Начальник штаба северного фронта, телеграфно донес мне, что на одном из боевых участков сторожевые посты захватили, по-видимому, большевистского шпиона, пытавшегося тайно проникнуть в район нашего расположения. Расправа с ним была бы коротка, если бы он не сослался на Вас — говорилось в телеграмме, уверенно заявив, что Вы его хорошо знаете и можете подтвердить его лояльность. Названная при этом фамилия арестованного мне ничего не говорила, ее, мне казалось, я слышал впервые. Принимая это за какой-то шантаж, я взялся за перо и уже хотел положить резолюцию: — "вымысел", — как совершенно неожиданно меня что-то остановило. Инстинктивно подчинившись внутреннему голосу, я изменил первоначальное решение и сделал надпись: "пойманного доставить в Новочеркасск, где разобрать дело и результат доложить мне".
Прошло дней 7-10. Я уже забыл этот случай, как однажды мой адъютант подал мне довольно грязный конверт, адресованный лично мне. Думая, что это очередная анонимная угроза, открываю, читаю и никак не могу понять безграмотного послания. Слезные просьбы спасти жизнь, сменялись в нем обещаниями мне всех благ в будущей жизни. Только упоминание станции Лубны и речь о комнате, предоставленной когда-то мне, дали, наконец, ключ к дальнейшему пониманию письма и позволили мне предполагать, что автор его никто иной, как знакомая мне "таинственная личность".

§ ВХОДНЫЕ ДАННЫЕ
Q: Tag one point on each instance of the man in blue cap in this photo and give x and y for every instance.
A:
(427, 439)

§ ВАША ЗАДАЧА
Что, согласно фрагменту страницы, позволило автору наконец понять безграмотное письмо и предположить, кто его написал?

§ ОТВЕТ
Ключ к пониманию письма дали только упоминание станции Лубны и речь о комнате, когда-то предоставленной автору. Благодаря этому автор смог предположить, что письмо написала знакомая ему «таинственная личность».